Point localization data:
_ _ _ _ _

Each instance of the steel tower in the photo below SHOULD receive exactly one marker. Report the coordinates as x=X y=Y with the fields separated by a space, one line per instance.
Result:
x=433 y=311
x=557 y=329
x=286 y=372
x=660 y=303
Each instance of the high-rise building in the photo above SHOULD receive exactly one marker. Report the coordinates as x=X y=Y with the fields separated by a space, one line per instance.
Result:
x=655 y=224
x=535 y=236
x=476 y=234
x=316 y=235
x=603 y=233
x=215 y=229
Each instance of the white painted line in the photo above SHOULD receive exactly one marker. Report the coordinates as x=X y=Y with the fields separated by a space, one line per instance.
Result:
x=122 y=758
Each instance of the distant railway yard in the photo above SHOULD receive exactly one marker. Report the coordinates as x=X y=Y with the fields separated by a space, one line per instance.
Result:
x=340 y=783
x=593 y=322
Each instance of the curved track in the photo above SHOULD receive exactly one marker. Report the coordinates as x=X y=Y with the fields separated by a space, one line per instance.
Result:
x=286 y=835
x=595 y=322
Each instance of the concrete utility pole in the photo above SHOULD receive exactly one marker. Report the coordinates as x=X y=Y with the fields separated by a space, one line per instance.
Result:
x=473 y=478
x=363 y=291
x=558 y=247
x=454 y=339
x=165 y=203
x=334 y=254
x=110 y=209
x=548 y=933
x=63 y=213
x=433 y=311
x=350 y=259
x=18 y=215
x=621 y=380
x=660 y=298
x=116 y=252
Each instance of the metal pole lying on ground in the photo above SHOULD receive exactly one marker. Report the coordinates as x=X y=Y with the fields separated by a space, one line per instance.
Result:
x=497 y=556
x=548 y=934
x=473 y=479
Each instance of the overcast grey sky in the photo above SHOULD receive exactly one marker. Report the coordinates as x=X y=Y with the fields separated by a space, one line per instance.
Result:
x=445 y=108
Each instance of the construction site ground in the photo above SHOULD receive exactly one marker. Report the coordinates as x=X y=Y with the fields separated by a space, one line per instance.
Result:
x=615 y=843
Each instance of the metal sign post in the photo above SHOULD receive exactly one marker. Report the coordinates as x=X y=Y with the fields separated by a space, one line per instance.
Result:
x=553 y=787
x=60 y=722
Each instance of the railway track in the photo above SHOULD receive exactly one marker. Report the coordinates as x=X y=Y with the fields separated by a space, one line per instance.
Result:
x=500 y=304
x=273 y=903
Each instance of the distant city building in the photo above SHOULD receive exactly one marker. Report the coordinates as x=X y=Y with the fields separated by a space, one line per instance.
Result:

_ _ _ _ _

Print every record exactly as it was given.

Exercise result:
Each instance of the steel tower in the photo below SHOULD receive exactly one marker. Report the coordinates as x=X y=Y with the fields separated by a space, one line per instance.
Result:
x=433 y=311
x=557 y=329
x=286 y=372
x=660 y=303
Each instance of the high-rise building in the photo above SHOULD receive exactly one marker. Report the coordinates as x=X y=Y with the fields separated by a space, one line per instance.
Result:
x=655 y=224
x=535 y=236
x=476 y=234
x=316 y=235
x=603 y=233
x=215 y=229
Each instance of the white painted line in the photo above SHOULD receive exactly one marker. Report the coordinates as x=X y=Y with the fields separated by a space, one line per instance.
Result:
x=122 y=758
Each instance of the distant railway yard in the photo above SHOULD receive exactly one marker. Report the coordinates as x=X y=Y with the fields separated by a space, one line per instance.
Result:
x=340 y=783
x=593 y=322
Each instance of the curved track in the photo above SHOULD receive exactly one marker. Report the coordinates as x=X y=Y with the fields separated by a space, one line per instance.
Result:
x=286 y=835
x=595 y=322
Each instance of the concrete utility pole in the photo above SHOULD receive exactly one marker. Report the coordinates as x=X y=Y with the fields separated by a space, one line per instance.
Result:
x=473 y=478
x=363 y=291
x=558 y=247
x=454 y=339
x=165 y=203
x=334 y=254
x=110 y=209
x=548 y=933
x=63 y=213
x=433 y=311
x=350 y=259
x=18 y=215
x=621 y=380
x=660 y=298
x=116 y=252
Each instance of the metal pole lying on ground in the photo above SHOULD receive exactly one marker. Report the coordinates as x=X y=Y with the fields separated by a space, one line per instance.
Result:
x=497 y=556
x=548 y=934
x=473 y=479
Each instance of the overcast grey sky in the photo above SHOULD receive exactly one marker. Report the coordinates as x=X y=Y with the fields separated by a space, one line per instance.
Result:
x=445 y=108
Each instance of the construction site ground in the photo above SHOULD receive exactly one marker. Report the coordinates as x=X y=Y with the fields separated by a space, one line per instance.
Result:
x=615 y=843
Each instance of the metal sign post in the photo above SHOULD receive exactly one marker. Report the coordinates as x=X y=Y with the fields separated by a space, one line per instance.
Result:
x=553 y=787
x=60 y=722
Each instance of the railway track in the photo above SHOULD receive exactly one marker. Report the coordinates as x=X y=Y with the fields separated by a space, one line per instance.
Result:
x=500 y=304
x=273 y=903
Each instance of the distant city building in the photo above SHOULD receive exactly one marker. Report the coordinates as x=X y=Y with the fields separated by a space, one line per instance.
Result:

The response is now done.